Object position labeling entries
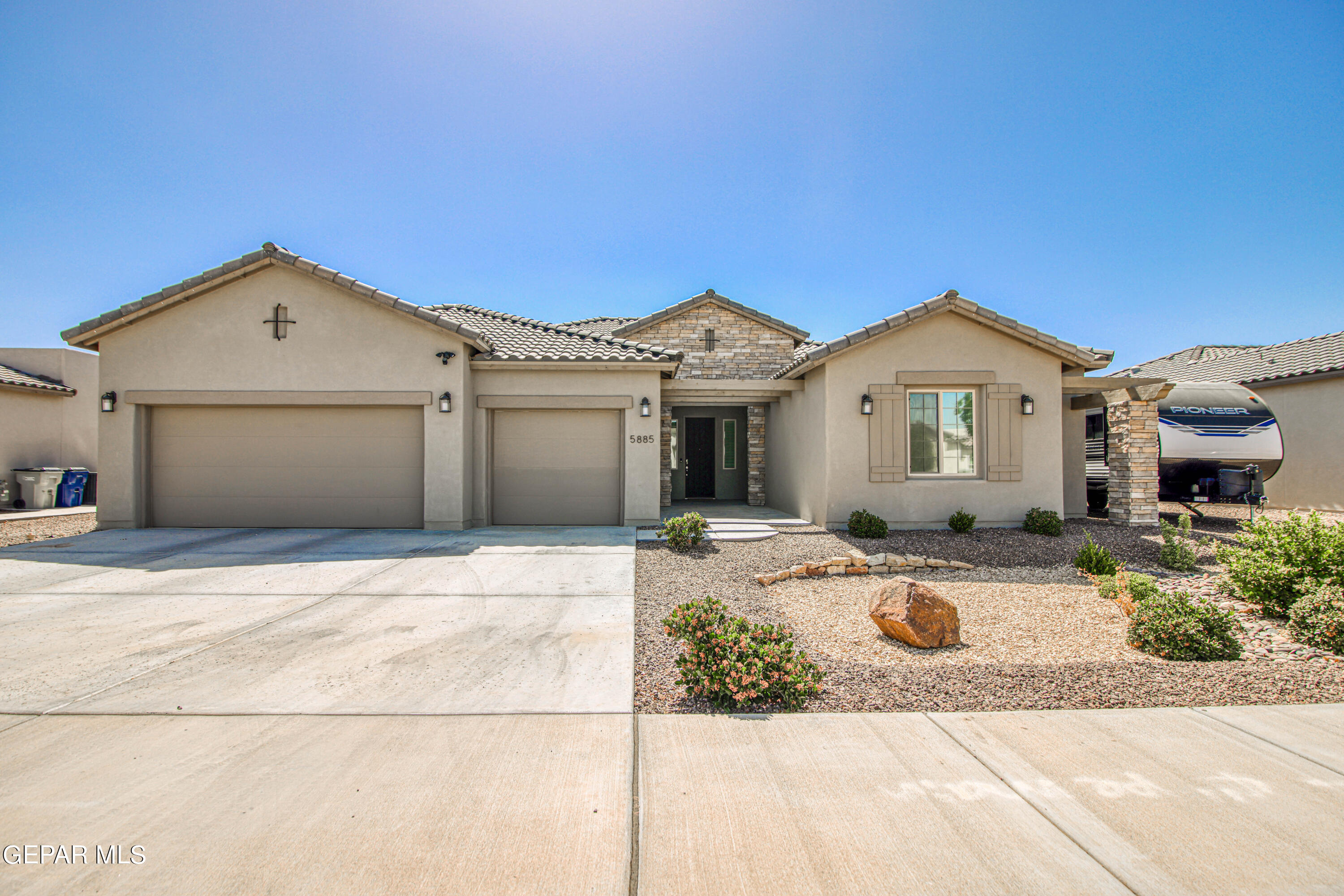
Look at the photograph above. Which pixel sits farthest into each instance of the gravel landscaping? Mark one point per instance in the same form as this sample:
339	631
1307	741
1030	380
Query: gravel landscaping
1035	636
45	527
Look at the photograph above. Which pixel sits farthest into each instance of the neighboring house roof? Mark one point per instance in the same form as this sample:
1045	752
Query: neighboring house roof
600	326
268	254
710	296
1084	357
1314	357
18	379
523	339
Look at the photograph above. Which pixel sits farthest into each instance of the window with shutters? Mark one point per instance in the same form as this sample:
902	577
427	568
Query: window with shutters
943	433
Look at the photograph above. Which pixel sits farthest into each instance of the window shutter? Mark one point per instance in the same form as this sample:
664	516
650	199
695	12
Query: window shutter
887	435
1003	433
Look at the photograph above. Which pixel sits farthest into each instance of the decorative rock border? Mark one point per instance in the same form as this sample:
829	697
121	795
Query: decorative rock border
859	563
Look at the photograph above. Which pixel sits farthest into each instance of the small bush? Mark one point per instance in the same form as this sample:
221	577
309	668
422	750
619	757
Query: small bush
961	521
1142	587
1096	559
867	526
1178	546
683	532
1172	628
1043	523
1318	618
1273	563
733	663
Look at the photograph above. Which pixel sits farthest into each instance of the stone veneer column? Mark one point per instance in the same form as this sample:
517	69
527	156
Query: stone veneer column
1132	454
756	454
666	457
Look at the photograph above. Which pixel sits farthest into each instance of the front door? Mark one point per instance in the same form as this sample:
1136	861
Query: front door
699	457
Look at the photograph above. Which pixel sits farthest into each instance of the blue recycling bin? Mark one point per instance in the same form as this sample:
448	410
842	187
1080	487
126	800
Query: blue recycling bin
70	493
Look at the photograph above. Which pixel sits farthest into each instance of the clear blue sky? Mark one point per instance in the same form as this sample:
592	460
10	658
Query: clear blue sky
1132	177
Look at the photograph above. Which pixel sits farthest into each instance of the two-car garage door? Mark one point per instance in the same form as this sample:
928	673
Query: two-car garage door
287	466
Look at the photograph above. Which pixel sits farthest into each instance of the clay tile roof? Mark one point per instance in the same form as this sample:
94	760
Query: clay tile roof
1249	363
710	296
523	339
18	379
271	254
811	354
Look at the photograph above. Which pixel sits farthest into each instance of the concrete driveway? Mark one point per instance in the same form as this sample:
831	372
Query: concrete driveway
392	712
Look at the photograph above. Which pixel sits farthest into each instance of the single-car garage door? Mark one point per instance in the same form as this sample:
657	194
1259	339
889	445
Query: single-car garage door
557	468
287	466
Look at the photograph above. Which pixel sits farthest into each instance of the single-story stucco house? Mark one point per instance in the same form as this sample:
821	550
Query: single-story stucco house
273	392
1303	382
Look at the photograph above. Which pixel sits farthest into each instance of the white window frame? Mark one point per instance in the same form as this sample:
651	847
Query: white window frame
975	432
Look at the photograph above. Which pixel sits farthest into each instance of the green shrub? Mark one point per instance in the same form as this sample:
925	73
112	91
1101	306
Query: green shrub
733	663
1273	562
1043	523
1096	559
683	532
1172	628
1178	546
1142	587
1318	618
867	526
961	521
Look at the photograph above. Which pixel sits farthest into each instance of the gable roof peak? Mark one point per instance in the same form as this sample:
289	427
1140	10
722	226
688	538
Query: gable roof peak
710	296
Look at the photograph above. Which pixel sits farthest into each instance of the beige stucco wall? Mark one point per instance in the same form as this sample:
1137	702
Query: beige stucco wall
943	343
339	343
744	349
1311	420
640	458
796	450
1076	460
42	429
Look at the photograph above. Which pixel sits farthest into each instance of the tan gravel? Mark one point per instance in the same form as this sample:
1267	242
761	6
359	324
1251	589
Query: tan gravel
1000	622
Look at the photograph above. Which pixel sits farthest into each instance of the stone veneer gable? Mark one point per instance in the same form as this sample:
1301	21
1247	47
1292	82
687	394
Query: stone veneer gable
745	350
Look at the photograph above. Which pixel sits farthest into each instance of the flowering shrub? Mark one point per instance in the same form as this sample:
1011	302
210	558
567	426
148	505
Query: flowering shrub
1043	523
867	526
683	532
734	663
1319	618
1276	563
1172	628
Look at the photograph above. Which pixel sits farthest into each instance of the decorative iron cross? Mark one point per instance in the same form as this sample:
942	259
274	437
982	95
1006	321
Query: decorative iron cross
280	323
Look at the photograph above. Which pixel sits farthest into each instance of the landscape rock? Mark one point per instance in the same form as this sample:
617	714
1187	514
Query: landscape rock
916	614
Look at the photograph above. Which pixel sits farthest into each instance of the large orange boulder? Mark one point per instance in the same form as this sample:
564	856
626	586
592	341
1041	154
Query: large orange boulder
914	613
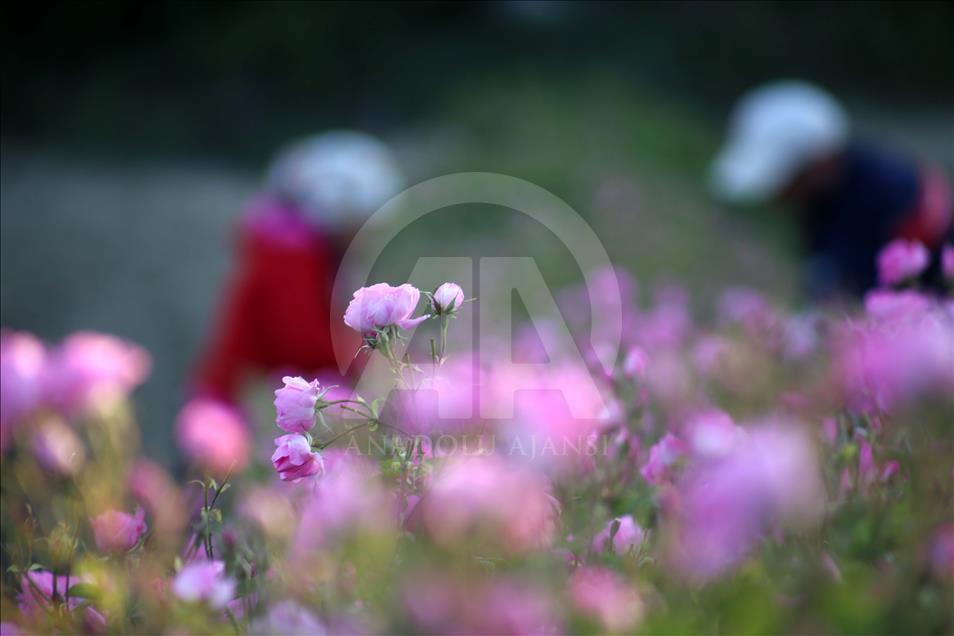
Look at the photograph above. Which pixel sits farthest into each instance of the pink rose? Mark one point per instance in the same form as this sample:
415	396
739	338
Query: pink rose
118	531
57	448
88	368
381	305
662	456
41	591
947	263
294	459
22	360
213	435
603	594
901	260
628	536
295	404
204	582
448	298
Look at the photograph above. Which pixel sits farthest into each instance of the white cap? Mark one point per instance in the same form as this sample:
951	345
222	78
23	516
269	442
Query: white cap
337	178
776	130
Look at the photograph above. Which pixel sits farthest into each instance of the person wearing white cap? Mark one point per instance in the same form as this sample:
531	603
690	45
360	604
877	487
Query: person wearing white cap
790	141
275	317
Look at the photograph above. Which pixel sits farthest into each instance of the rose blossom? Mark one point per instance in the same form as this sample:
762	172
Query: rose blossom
947	263
204	581
485	499
88	368
57	448
603	594
22	360
448	298
662	456
628	536
901	260
39	590
118	531
381	305
288	618
295	404
294	459
213	435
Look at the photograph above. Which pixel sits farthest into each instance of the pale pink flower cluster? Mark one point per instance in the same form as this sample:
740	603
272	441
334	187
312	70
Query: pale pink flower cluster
380	306
204	582
117	532
901	260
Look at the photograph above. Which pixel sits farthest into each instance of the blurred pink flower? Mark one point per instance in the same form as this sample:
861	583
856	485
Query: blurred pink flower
288	618
712	434
629	536
40	590
295	404
294	458
89	369
57	448
213	435
901	260
441	605
604	595
22	362
116	531
487	500
947	263
662	456
448	298
771	479
204	582
634	364
381	305
150	484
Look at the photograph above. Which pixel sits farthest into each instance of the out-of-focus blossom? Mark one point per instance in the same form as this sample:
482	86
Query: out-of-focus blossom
288	618
605	596
712	434
294	458
57	448
22	360
213	435
381	305
89	369
347	502
295	404
150	484
271	510
725	507
8	628
204	582
440	605
901	260
634	364
947	263
941	552
629	536
662	456
117	531
41	590
745	306
888	361
487	500
447	299
886	304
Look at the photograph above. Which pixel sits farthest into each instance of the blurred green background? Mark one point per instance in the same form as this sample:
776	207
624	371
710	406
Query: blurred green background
132	134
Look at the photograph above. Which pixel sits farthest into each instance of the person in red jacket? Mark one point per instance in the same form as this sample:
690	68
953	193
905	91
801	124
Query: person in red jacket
276	314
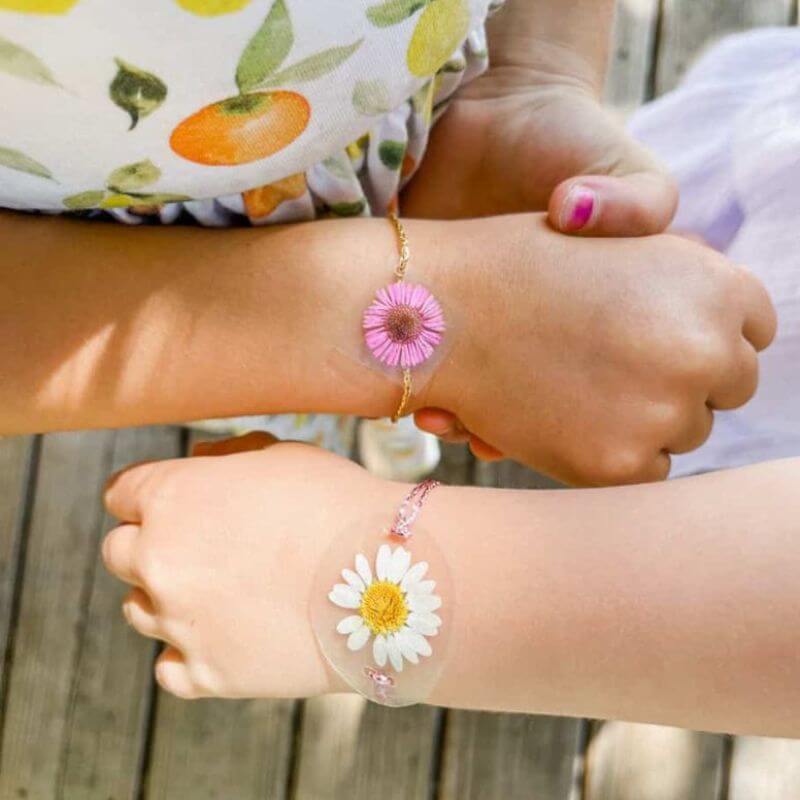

### AIM
Count the lines in the entries above that contain the string "recycling", where case matters. Reply with the number alone.

### SOLUTION
2